- **Problem requirements**
Print every line of the listing below, starting with the line that holds "Target: recessed ceiling light" and going on through the line that holds "Practice step: find every instance of the white door", both included, and print nothing else.

┄┄┄┄┄┄┄┄┄┄┄┄┄┄┄┄┄┄┄┄

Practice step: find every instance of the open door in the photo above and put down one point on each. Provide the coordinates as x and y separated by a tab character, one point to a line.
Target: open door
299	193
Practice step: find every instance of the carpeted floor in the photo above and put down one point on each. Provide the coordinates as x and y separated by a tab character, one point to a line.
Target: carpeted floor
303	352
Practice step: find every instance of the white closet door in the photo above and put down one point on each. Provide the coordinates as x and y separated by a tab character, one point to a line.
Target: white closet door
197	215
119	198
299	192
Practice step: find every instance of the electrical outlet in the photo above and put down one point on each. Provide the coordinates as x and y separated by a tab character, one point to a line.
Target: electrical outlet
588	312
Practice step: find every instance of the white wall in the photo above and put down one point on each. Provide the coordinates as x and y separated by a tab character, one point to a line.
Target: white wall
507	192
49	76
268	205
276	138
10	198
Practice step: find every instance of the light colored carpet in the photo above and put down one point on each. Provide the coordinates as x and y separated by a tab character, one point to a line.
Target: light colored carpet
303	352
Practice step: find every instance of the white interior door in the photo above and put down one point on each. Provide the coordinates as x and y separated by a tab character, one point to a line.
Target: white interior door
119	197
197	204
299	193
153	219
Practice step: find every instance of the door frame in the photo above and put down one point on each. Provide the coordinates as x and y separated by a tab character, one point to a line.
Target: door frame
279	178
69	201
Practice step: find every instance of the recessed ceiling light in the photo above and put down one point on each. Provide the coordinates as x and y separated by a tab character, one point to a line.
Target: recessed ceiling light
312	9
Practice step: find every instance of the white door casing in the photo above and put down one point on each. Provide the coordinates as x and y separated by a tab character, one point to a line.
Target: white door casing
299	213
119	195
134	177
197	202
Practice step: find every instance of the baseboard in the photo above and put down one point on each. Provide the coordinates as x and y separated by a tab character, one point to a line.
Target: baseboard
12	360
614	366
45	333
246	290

┄┄┄┄┄┄┄┄┄┄┄┄┄┄┄┄┄┄┄┄

- **Output**
Target: recessed ceiling light
312	9
Practice step: find every instance of the white door casing in the photo above and put down one point on each. Provide the coordinates as x and y separated by a tab character, one point to a line.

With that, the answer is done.